**DOCUMENT EXTRACT**
## begin

Stainless steel and Hastelloy alloys both offer incredible strength and formability under stress, and good ductility. However, Hastelloy alloys resist corrosive chemicals and acids, such as hydrochloric acid, which distinguishes them from other alloys. Additionally, a metallurgist can engineer a superalloy to withstand oxidizing agents.

What are Hastelloy metals and alloys?

Metals, such as silver or copper, are pure elements, whereas alloys are manmade mixtures of two or more elements. Although stainless steel and Hastelloy alloys may be used in similar applications, there are some key differences between these materials.

Nickel and Molybdenum Ingredients that make up Hastelloy

Stainless steel and Hastelloy alloy differences

Nickel and molybdenum are the primary ingredients in any of the Hastelloy alloys. Nickel is a naturally occurring silvery metal with a melting point of 2,651ºF. It is highly resistant to corrosion.

Similarly, molybdenum is a shiny, silvery metal with an incredibly high melting point of 4,752ºF. It’s used to enhance the strength, electrical conductivity, and hardness of certain alloys.

On the other hand, stainless steel is fortified with nickel and chromium. Chromium acts as an agent to prevent rusting. However, the presence of higher percentages of nickel and molybdenum make Hastelloy metals and alloys more resistant to corrosion than stainless steel, especially in elevated temperatures.

Hastelloy alloy optimization

Although all grades of Hastelloy alloys are corrosion resistant, certain grades have been optimized for specific purposes. The mechanical properties of different grades of alloys determines their impact on deep drawing, stamping, and welding processes.

## end

**BRIEF 1**
Display every line of the records that contains the string "caterpillar".

**Object point labels**
## begin

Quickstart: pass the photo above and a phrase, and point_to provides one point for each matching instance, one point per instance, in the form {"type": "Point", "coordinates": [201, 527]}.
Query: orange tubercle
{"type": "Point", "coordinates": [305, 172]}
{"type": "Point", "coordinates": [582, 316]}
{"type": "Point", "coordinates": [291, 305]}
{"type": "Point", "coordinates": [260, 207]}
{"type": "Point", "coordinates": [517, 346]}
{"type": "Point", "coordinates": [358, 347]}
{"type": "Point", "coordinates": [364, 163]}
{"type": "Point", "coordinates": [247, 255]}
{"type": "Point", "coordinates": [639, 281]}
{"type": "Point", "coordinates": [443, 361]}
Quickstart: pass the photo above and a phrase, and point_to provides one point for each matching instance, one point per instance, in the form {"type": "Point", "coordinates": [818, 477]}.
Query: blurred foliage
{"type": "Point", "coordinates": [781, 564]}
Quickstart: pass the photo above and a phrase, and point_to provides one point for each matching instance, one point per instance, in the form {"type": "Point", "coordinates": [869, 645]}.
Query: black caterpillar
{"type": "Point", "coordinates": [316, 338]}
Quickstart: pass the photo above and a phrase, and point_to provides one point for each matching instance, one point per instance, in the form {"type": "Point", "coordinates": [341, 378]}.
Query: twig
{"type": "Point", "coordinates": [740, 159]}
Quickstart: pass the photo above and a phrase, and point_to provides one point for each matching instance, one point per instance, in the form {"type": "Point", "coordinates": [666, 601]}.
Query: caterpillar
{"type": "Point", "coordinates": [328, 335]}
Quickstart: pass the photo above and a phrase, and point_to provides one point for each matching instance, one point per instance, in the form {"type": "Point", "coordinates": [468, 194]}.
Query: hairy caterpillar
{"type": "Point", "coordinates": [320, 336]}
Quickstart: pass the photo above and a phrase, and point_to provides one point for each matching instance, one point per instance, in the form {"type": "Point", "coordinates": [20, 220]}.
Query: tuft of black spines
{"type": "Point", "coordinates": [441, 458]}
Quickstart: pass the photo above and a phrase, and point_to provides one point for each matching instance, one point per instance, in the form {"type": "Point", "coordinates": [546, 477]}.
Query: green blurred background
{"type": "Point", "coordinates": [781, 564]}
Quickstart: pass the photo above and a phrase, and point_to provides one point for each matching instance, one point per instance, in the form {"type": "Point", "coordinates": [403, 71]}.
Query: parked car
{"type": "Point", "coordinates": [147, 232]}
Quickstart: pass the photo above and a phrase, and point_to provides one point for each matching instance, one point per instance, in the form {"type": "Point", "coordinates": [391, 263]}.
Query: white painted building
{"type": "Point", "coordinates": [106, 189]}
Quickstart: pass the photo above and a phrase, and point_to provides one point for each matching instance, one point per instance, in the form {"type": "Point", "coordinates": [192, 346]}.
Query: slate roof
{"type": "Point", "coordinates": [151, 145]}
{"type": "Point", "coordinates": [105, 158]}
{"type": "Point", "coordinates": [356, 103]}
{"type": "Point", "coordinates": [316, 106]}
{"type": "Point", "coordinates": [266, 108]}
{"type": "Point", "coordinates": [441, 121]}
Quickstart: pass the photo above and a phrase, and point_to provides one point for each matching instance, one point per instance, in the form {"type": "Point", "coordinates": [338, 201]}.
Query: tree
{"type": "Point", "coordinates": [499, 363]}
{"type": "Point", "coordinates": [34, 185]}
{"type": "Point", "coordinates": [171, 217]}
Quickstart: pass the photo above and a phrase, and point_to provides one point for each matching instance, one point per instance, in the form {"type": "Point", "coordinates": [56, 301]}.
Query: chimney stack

## end

**BRIEF 2**
Retype the part of the Hastelloy text starting with "Nickel and Molybdenum Ingredients" and going on through "in elevated temperatures.", with no change to any word or punctuation mark.

**RESULT 1**
Query: black caterpillar
Query: caterpillar
Query: hairy caterpillar

**RESULT 2**
Nickel and Molybdenum Ingredients that make up Hastelloy

Stainless steel and Hastelloy alloy differences

Nickel and molybdenum are the primary ingredients in any of the Hastelloy alloys. Nickel is a naturally occurring silvery metal with a melting point of 2,651ºF. It is highly resistant to corrosion.

Similarly, molybdenum is a shiny, silvery metal with an incredibly high melting point of 4,752ºF. It’s used to enhance the strength, electrical conductivity, and hardness of certain alloys.

On the other hand, stainless steel is fortified with nickel and chromium. Chromium acts as an agent to prevent rusting. However, the presence of higher percentages of nickel and molybdenum make Hastelloy metals and alloys more resistant to corrosion than stainless steel, especially in elevated temperatures.